■ YOUR TASK: Transcribe the lines below exactly. No image belongs in the transcription.

[Region pointing data]
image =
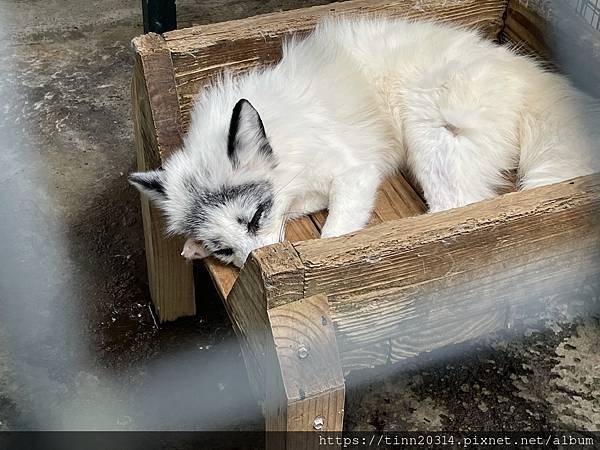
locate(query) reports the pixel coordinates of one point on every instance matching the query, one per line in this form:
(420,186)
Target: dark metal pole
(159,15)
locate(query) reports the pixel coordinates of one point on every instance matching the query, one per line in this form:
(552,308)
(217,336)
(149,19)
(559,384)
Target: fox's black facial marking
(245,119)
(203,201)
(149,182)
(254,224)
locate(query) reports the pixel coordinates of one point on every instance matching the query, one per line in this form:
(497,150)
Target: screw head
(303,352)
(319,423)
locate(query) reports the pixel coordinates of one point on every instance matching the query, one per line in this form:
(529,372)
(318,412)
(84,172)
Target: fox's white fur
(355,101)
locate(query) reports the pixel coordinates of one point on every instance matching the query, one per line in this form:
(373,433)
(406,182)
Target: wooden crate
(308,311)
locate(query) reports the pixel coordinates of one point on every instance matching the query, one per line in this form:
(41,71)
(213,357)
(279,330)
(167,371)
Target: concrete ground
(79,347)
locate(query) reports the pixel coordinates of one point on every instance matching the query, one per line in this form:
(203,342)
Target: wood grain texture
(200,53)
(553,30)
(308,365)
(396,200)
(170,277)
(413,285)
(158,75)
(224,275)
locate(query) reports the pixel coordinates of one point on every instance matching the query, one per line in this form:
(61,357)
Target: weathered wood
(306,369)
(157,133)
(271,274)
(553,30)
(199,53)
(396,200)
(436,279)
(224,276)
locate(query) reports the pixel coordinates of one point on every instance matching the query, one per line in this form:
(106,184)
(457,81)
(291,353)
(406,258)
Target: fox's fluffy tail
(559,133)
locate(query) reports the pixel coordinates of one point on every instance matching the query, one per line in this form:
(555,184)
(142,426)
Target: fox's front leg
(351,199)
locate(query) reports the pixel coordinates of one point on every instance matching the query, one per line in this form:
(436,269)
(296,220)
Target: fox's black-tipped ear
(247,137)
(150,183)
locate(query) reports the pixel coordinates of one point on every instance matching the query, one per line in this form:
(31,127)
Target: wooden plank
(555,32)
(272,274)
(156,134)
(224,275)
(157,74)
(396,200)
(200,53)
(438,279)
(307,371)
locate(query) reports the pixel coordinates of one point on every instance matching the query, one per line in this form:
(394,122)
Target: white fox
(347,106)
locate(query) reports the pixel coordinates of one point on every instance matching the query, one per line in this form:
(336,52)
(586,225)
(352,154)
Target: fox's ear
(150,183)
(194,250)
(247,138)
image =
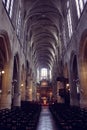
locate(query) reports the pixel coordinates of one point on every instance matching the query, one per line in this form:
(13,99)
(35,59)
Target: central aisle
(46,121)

■ SOLUTION FOR THIS EXERCISE:
image =
locate(query) reports the pixel coordinates of one point on every instance matching the query, one per line in this form:
(420,186)
Target: dark metal pole
(159,15)
locate(query) reports the pixel coordinates of one point on every instance matching the query, one per line in this form:
(552,308)
(217,336)
(149,19)
(559,384)
Target: fox's black facial marking
(245,119)
(203,201)
(149,182)
(254,224)
locate(query) reports the pixel coordinates of one point on every instance matching the query, one per line in this form:
(497,150)
Target: screw head
(303,352)
(319,423)
locate(query) reports the pixel coordinates of one point on every instance matching the query, one per line in this form:
(529,372)
(318,412)
(84,172)
Target: fox's white fur
(355,101)
locate(query) reports the pixel coordinates of one point on every instance matching the query, one per line in this form:
(373,433)
(406,182)
Target: wooden crate
(308,311)
locate(query) reports the pixel coordinates of one point on every instance matching the query, one per line in this form:
(41,71)
(213,357)
(279,330)
(167,371)
Target: concrete ground
(79,347)
locate(query) reports the pixel coordinates of one point on every instance matching the query, one per line in this form:
(203,342)
Target: wood grain texture
(200,53)
(553,30)
(308,365)
(396,200)
(170,277)
(413,285)
(158,75)
(224,275)
locate(query) reports the pixel coordinates of one point on every instance matching the query, one per line in this form:
(61,357)
Target: weathered wood
(306,369)
(157,133)
(271,274)
(553,30)
(199,53)
(396,200)
(436,279)
(224,276)
locate(query) reports the pixel coordinates of one point on every instance matching the query, one per line in this form:
(106,184)
(457,81)
(291,353)
(406,258)
Target: fox's fluffy tail
(559,133)
locate(query) reports the pixel coordinates of one point on every instance matching the query, one per line in this form:
(555,184)
(142,426)
Target: fox's front leg
(351,199)
locate(query) reports the pixel coordinates of one point on every instance matching the query, one per line in this form:
(436,269)
(296,220)
Target: fox's black-tipped ear
(247,137)
(150,183)
locate(query) reports the pixel coordinates of one point on every instance matching the query, one per line in this form:
(31,127)
Target: wooden plank
(555,32)
(272,274)
(156,134)
(224,275)
(157,74)
(396,200)
(200,53)
(438,279)
(307,371)
locate(query) reports the pixel coordinates of one point on every instance matching the query, one per line in this form:
(394,122)
Target: white fox
(347,106)
locate(query) reports the pixel coordinates of one point on every instance matching the query, one per line in this form:
(336,52)
(586,225)
(352,154)
Target: fox's ear
(150,183)
(194,250)
(247,138)
image =
locate(query) reports the pixel coordinates of one point on every instance matching the query, one per line in this form:
(13,99)
(35,59)
Target: central aisle
(46,121)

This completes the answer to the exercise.